Instruction: Format the lines below as a JSON list of strings, one string per line, skipping blank lines and leaving out the pictures.

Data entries
* Start *
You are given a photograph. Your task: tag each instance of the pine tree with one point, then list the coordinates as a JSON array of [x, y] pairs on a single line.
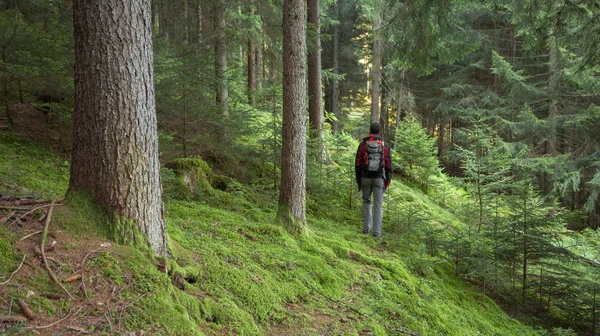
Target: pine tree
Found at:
[[115, 141]]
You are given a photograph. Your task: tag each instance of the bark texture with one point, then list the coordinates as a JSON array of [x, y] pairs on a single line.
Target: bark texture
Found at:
[[292, 197], [315, 90], [376, 72], [222, 94], [115, 141], [251, 72], [335, 87]]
* End *
Complete answer:
[
  "You are given a photograph. Your task: tag each instance of the pine tree with one point, then list the coordinates as a JSON array of [x, y] pairs on a single line.",
  "Target: pine tree",
  "Found at:",
  "[[115, 141]]",
  "You are given a photograph. Your task: tag each instance of the bark texture with one point, then list the coordinates as a JSON array of [x, y] pairs on a single line.",
  "Target: bark texture",
  "Found at:",
  "[[292, 197], [315, 90], [376, 72], [222, 94], [115, 141], [251, 72], [335, 87]]"
]